Reproduce what is written in the records below exactly, and leave out the images.

#### [Input records]
◇ ◇ ◇ ◇ ◇

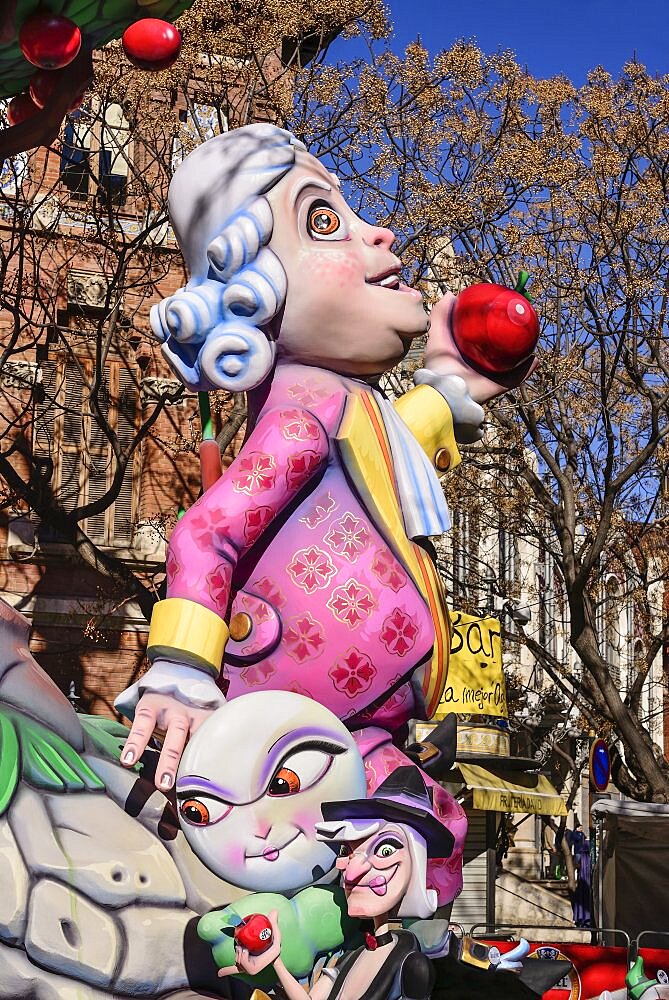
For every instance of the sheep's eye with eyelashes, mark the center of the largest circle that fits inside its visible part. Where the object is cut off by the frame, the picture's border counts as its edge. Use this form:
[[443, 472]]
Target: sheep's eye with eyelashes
[[324, 223]]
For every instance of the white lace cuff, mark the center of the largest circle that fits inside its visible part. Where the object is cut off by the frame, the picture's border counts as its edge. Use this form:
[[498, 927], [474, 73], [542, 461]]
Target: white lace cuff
[[190, 686], [468, 415]]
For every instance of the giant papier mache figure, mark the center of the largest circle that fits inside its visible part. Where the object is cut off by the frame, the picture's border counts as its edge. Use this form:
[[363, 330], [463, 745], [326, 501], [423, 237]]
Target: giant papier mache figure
[[317, 530]]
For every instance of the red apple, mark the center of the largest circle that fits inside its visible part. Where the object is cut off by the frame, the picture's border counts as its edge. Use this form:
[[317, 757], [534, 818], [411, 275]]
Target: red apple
[[152, 43], [254, 933], [43, 85], [495, 328], [49, 41], [20, 108]]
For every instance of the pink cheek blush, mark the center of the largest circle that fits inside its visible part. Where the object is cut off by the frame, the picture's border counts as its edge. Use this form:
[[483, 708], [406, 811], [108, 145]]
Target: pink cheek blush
[[333, 269]]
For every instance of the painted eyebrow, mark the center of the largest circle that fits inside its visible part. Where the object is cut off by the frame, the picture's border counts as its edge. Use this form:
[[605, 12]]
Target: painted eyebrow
[[305, 182]]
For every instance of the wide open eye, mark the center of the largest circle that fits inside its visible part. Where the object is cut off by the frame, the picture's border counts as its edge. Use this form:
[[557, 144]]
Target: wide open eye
[[387, 847], [197, 812], [299, 771], [323, 223]]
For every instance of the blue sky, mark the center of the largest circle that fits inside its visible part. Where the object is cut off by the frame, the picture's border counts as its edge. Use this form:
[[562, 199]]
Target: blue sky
[[549, 36]]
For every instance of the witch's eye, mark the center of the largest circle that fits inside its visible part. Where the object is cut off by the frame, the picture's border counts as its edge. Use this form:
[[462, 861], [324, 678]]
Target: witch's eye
[[299, 771], [323, 223], [386, 848], [199, 813]]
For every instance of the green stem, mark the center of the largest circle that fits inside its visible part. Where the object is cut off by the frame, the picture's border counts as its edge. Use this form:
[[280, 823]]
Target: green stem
[[523, 278], [205, 416]]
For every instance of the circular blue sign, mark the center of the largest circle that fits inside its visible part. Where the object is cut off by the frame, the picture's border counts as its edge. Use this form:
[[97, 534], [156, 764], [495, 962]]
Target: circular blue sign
[[600, 765]]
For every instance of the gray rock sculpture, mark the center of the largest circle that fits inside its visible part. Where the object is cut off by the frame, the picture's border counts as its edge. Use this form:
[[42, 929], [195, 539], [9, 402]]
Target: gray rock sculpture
[[100, 890]]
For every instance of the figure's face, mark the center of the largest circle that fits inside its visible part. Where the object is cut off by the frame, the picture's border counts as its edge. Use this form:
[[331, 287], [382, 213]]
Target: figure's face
[[346, 308], [376, 872], [250, 787]]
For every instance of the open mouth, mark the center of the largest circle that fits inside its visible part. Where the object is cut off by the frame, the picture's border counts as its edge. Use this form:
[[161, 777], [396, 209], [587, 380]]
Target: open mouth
[[271, 853], [386, 279], [378, 884]]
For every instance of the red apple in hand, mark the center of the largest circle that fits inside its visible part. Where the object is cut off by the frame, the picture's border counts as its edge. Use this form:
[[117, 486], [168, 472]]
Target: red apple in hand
[[254, 933], [151, 43], [495, 329], [49, 41]]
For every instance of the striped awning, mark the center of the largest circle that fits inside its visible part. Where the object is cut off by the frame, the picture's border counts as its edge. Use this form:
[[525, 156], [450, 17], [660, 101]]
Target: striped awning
[[512, 791]]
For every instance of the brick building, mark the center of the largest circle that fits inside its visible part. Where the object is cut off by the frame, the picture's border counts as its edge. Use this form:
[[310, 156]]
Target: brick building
[[91, 418]]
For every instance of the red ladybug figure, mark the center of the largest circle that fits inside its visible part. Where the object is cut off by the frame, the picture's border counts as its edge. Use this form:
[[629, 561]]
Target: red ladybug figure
[[254, 933], [49, 41], [495, 328], [151, 43]]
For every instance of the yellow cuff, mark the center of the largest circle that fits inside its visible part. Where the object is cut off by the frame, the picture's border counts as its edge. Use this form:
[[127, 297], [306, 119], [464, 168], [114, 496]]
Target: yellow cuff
[[189, 632], [428, 417]]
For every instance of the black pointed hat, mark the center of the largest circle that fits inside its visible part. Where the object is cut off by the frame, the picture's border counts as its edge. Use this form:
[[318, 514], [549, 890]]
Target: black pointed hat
[[402, 798]]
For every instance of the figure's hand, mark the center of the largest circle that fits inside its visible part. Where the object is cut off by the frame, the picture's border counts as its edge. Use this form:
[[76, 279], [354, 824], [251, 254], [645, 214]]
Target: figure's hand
[[510, 961], [178, 721], [250, 964], [443, 358]]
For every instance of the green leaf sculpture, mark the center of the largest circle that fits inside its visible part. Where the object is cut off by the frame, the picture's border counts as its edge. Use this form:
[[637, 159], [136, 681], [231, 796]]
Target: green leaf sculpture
[[43, 759], [10, 762], [106, 737], [315, 922]]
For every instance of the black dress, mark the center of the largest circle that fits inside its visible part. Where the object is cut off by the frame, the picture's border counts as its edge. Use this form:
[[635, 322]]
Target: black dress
[[406, 974]]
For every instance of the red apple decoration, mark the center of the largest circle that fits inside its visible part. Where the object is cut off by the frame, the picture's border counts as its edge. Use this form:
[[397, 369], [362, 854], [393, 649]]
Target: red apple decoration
[[43, 85], [49, 41], [495, 328], [21, 108], [254, 933], [151, 43]]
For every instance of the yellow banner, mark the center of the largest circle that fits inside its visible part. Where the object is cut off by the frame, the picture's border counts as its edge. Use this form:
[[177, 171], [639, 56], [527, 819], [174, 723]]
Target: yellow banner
[[517, 793], [475, 683]]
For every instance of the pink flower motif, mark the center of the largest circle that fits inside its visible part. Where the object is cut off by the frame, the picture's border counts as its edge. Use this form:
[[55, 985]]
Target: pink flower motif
[[301, 468], [311, 569], [348, 537], [320, 512], [398, 633], [258, 673], [307, 392], [255, 521], [259, 612], [296, 425], [218, 582], [269, 590], [353, 673], [255, 472], [388, 570], [351, 603], [303, 637]]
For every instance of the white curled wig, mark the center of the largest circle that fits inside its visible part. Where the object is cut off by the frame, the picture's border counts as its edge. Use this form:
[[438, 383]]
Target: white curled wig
[[211, 331], [419, 901]]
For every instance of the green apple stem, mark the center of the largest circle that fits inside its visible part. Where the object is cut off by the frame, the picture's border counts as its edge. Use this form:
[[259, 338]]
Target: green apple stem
[[523, 278]]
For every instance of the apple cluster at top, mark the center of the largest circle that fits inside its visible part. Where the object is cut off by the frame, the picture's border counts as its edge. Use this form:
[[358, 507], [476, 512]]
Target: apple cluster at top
[[50, 42]]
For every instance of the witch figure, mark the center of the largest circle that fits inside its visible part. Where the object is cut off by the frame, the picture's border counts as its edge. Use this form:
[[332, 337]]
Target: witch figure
[[385, 841]]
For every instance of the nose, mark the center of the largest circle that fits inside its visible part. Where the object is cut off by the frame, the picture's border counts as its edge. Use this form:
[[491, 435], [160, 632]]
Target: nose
[[357, 867], [377, 236]]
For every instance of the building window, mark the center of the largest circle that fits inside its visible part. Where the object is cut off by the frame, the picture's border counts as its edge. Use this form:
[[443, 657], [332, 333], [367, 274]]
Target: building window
[[96, 153], [67, 431], [197, 124]]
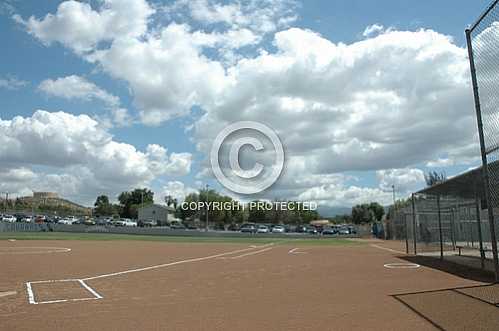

◇ ◇ ◇ ◇ ◇

#### [Response to this exercise]
For every instance of the sheep's eye with eyelashes, mark the center of the largest circle that fits inside its visible part. Where the object is cut off by the frame, the picture's border counts as its edge. Use this form:
[[443, 472]]
Target: sheep's eye with eyelashes
[[324, 223]]
For every instance of the white lace cuff, mark the center of the largest circle that fits inside its visible part. Where the object is cut off by the frame, the picture's border counts as its edge. Use this form:
[[498, 927], [474, 73], [542, 461]]
Target: white lace cuff
[[190, 686], [468, 415]]
For every instance of the giant papier mache figure, mark the center of the largest circle that fits inside its visible part. Where the object is cut off by the frame, the picture's border counts as its edge. Use this form:
[[363, 330], [463, 745], [326, 501], [423, 237]]
Target: giant papier mache figure
[[317, 530]]
For every instance of the red apple, mark the center of the largest circle that fits inside its visible part. Where the object is cut off by the frame, the picture's border counts as its edge. Use this form:
[[317, 757], [534, 818], [411, 275]]
Target: red apple
[[152, 43], [254, 933], [43, 85], [495, 328], [49, 41], [20, 108]]
For every instance of the pink cheek blush, mark the center of the largest circle that fits inside its visible part. Where the object is cut off by the frame, the picture's border counts as its edge. Use this form:
[[483, 708], [406, 811], [108, 145]]
Target: pink cheek blush
[[333, 269]]
For every instance of the painted eyebrow, mark the center of the largest circle that fits inside its visible part. Where the object is cut off by the frame, the picture's border counts as its edge. Use this form:
[[605, 12]]
Target: painted eyebrow
[[305, 182]]
For every instance of the wide open eye, mark the center of the largest circle that fits inside its visible part. Where the object is cut off by the frame, the picture's border counts as its edge. Use this form:
[[557, 144]]
Target: wide open eye
[[387, 847], [197, 812], [299, 771], [323, 223]]
For every instance of the blue sky, mark the center of the largest circle that fits inside its visible part. Where the object is cut off by the frame, the picture's border counts as its edge. Use this form:
[[562, 199]]
Target: blue sky
[[549, 36]]
For every instance of the witch's eye, mark the center of the largest circle that fits inside its visible part. Where the object is cut off by the frame, the picture's border counts as its edge. Use this form:
[[462, 861], [324, 678]]
Target: witch's eye
[[299, 771], [323, 223], [386, 848], [199, 813]]
For every instance of the green stem, mark the center of the largest circle that fits inside its visible part. Where the object is cut off by the frame, the picture's border counts as its edge. Use this form:
[[280, 823]]
Target: green stem
[[523, 278], [205, 416]]
For every instance of the circular blue sign, mark the center of the largest circle that fits inside its visible part. Where the object is cut off by the frame, the picture's border counts as its edge. Use this form:
[[97, 534], [156, 764], [495, 962]]
Target: circular blue sign
[[600, 765]]
For every instance of the gray rock sculpture, mark the center of the largest circle that fits inside its visible part. Where the object is cut off by the frame, the picture's border counts as its edge. Use this form:
[[42, 929], [195, 539], [9, 402]]
Target: gray rock sculpture
[[100, 890]]
For every instance of the figure's face, mark the center of the largest circle that fits inside its visible part. Where the object is cut off by the frame, the picture's border counts as its edge. Use this form:
[[331, 287], [382, 213]]
Target: figure's face
[[346, 308], [376, 872], [250, 787]]
For every instance of the open mouth, mark the center of the largest circle that fits inside its visible part. Where the object is cut off by the frame, the picture's border counts as its edge. Use this form:
[[161, 777], [396, 209], [587, 380]]
Target: open mouth
[[271, 853], [386, 279], [378, 884]]
For every instance of the red apple in hand, mark the center of the largest circle that fits inside its visible part. Where the object is cut off by the frame, the picture's border counts as its edge. Use this form:
[[117, 486], [168, 472]]
Target: red apple in hand
[[254, 933], [151, 43], [495, 329], [49, 41]]
For every instance of the striped awning, mark the center of the largest circle that fits inside its visible part. Where the object is cut off by the frame, the picture's border counts as its edge. Use this form:
[[525, 156], [450, 17], [660, 101]]
Target: striped awning
[[512, 791]]
For every instance of the brick building, mark the center of the largest circle that fits inside its visible part. Where the object is cut off by the frame, the picture's border counts as its edge. Use this form:
[[310, 156]]
Target: brick building
[[91, 418]]
For every instance of the red ladybug figure, mark the center of the largest circle that fits inside its visible part. Where the object is cut off by the frame, the picture's border counts as its edge. Use this form:
[[629, 561]]
Target: red ladybug figure
[[254, 933], [49, 41], [495, 328], [151, 43]]
For every instance of the yellow cuff, mark the center of the largest circle that fits inside its visible part. Where the object is cut off by the frame, the picture's border counts as its edge. Use this form:
[[127, 297], [306, 119], [464, 168], [114, 496]]
Target: yellow cuff
[[189, 632], [428, 417]]
For every instance of the black pointed hat, mark the center of the largest circle that fits inside its visible part. Where the object is cut off by the frame, the picture's border counts as its edge. Use this form:
[[318, 514], [549, 890]]
Target: black pointed hat
[[402, 798]]
For every instance of the figure's hand, mark the center of the largest circle that fits inside its visible part. Where the object is cut off by the frame, the picture's border counts as its edge. Use this form:
[[76, 279], [354, 824], [251, 254], [645, 214]]
Target: figure's hand
[[510, 961], [178, 721], [250, 964], [443, 358]]
For every instance of the green leaf sculpture, mark the center of the largest circle that fits inside its visible part. Where the object is cut off by the frame, the picture's border counts as its edge. Use this form:
[[637, 159], [136, 681], [231, 796]]
Target: green leaf sculpture
[[43, 759], [10, 762], [106, 737], [315, 922]]
For every instance of the black dress, mark the center of the largest circle that fits inside its visible part. Where the object is cut off by the frame, the picture's border counts as its edge. Use this form:
[[635, 322]]
Target: black dress
[[406, 974]]
For every instance of the red apple decoration, mark the center of the largest circle that fits inside its visible part. Where the object is cut off by the frame, the picture's border counts as its edge. Use this form:
[[397, 369], [362, 854], [393, 649]]
Target: red apple decoration
[[43, 85], [49, 41], [495, 328], [21, 108], [254, 933], [151, 43]]
For every instance of the yellow banner, mark the center of the largest circle that fits inside its visible part. Where the object is cut off by the frame, the picture's border counts as its edge. Use this form:
[[177, 171], [639, 56], [527, 819], [174, 723]]
Target: yellow banner
[[517, 793], [475, 683]]
For every instance of the pink flower motif, mark the center of the largest circle that fits inside its visible part. Where the object is cut off by the frame, the picture's border counts as its edge. Use this form:
[[55, 985]]
Target: pink flower motif
[[301, 468], [311, 569], [348, 537], [320, 512], [398, 633], [258, 673], [307, 392], [255, 521], [259, 612], [296, 425], [218, 582], [269, 590], [353, 673], [255, 472], [388, 570], [351, 603], [303, 637]]
For every instance of the white curled wig, mark the center of the largest circle that fits inside its visible part. Where the object is cut off by the frame, the picture's border counts as its edge. Use this form:
[[438, 383]]
Target: white curled wig
[[211, 331], [419, 901]]
For every instance of the green apple stem, mark the center of the largest circle that fits inside its visible part. Where the object is cut off by the frame, the picture's border counts as its edge. Use this form:
[[259, 338]]
Target: green apple stem
[[523, 278]]
For every instance of the apple cluster at top, mark the center of the largest circle that fits inside its visible part. Where the object is cut off by the frame, the picture's border counts as its edge. Use this form:
[[358, 507], [476, 512]]
Target: apple cluster at top
[[50, 42]]
For every instance of the witch figure, mark the center of the largest circle that fits inside its visible part. Where the object is cut off by the frame, the picture's border counts as its edge. Use this form:
[[332, 337]]
Target: witch figure
[[385, 841]]
For every instance of the nose, mark the center of the largest circle that fits inside its visible part. Where the object is cut off by the frame, the picture's border counts as its edge. Use this form:
[[491, 435], [160, 632]]
Target: nose
[[357, 867], [377, 236]]
For every instance of the building window, mark the center of the largest circle that fits inside its visible part. Where the object is cut off by the frame, the picture's border counts as its edge. Use this form:
[[443, 657], [332, 333], [367, 274]]
Target: building window
[[96, 153], [67, 431], [197, 124]]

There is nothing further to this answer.